TEXTO FORNECIDO:

******

DISSERTAÇÕES ESPÍRITAS.

Recebidas ou lidas na Sociedade por vários médiuns.

Marte.

(Méd. Sra. Costel.)

Marte  †  é um planeta inferior à Terra, da qual é grosseiro esboço; não é necessário habitá-lo. Marte é a primeira encarnação dos mais grosseiros demônios. Os seres que o habitam são rudimentares; têm a forma humana, mas sem nenhuma beleza; têm todos os instintos do homem, sem a nobreza da bondade.

Entregues às necessidades materiais, comem, bebem, batem-se, acasalam-se. Mas como Deus não abandona nenhuma de suas criaturas, no fundo das trevas de sua inteligência jaz latente o vago conhecimento de si mesmos, mais ou menos desenvolvido. Esse instinto é suficiente para torná-los superiores uns aos outros e preparar a eclosão para uma vida mais completa. A deles é curta como a dos insetos efêmeros. Os homens, que são apenas matéria, desaparecem após curta evolução. Deus tem horror ao mal e só o tolera como servindo de princípio ao bem. Ele abrevia o seu reino, sobre o qual triunfa a ressurreição.

******

LINHAS DE DADOS:

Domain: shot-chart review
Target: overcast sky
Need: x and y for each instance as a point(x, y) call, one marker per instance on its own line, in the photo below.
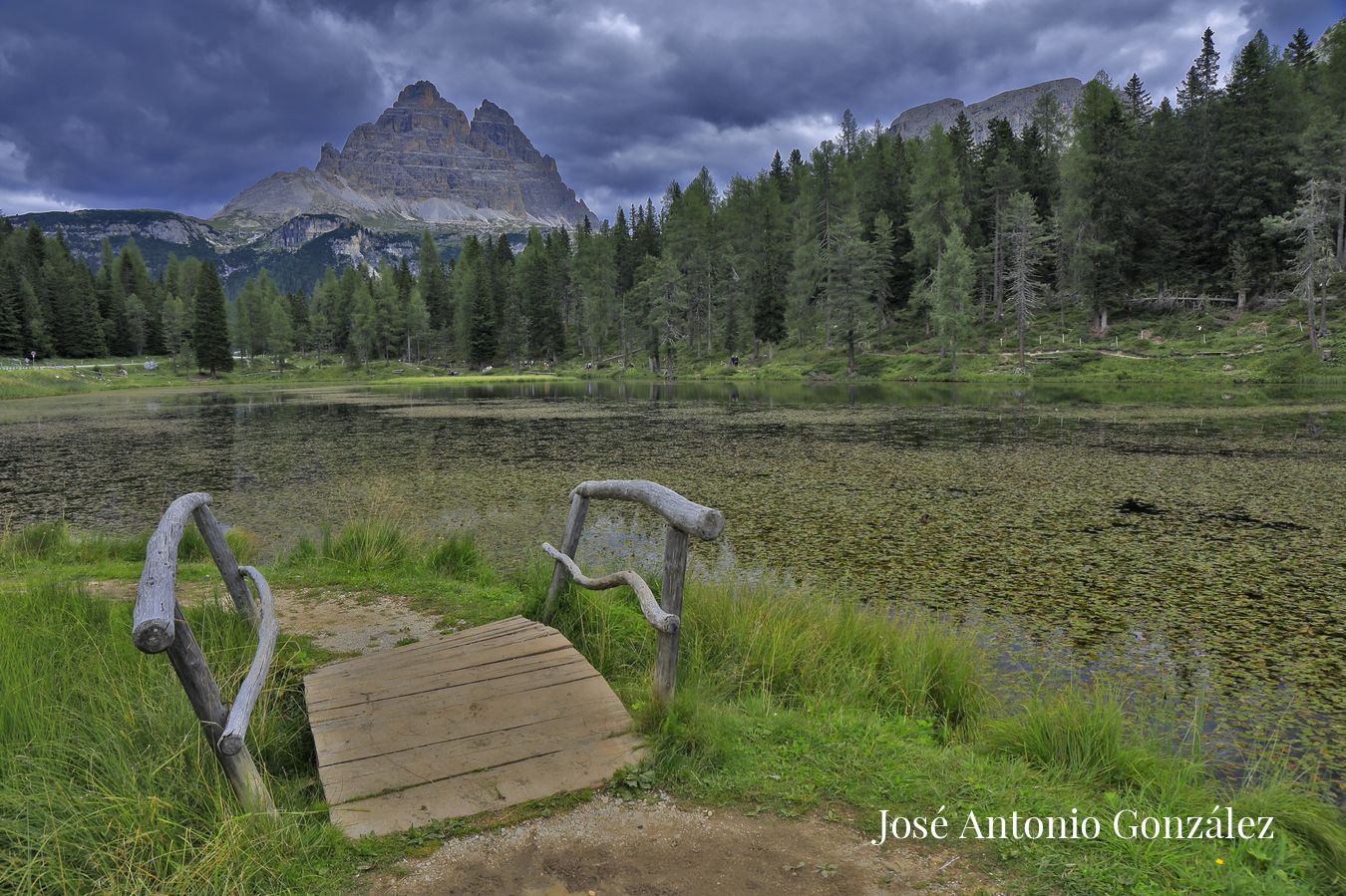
point(181, 104)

******

INSTRUÇÕES: Como fica o trecho do texto sobre Marte que abre com as palavras "Marte  †  é" e fecha com "nobreza da bondade." se você trocar "rudimentares" por "primitivos"?

RESPOSTA CORRETA:
Marte  †  é um planeta inferior à Terra, da qual é grosseiro esboço; não é necessário habitá-lo. Marte é a primeira encarnação dos mais grosseiros demônios. Os seres que o habitam são primitivos; têm a forma humana, mas sem nenhuma beleza; têm todos os instintos do homem, sem a nobreza da bondade.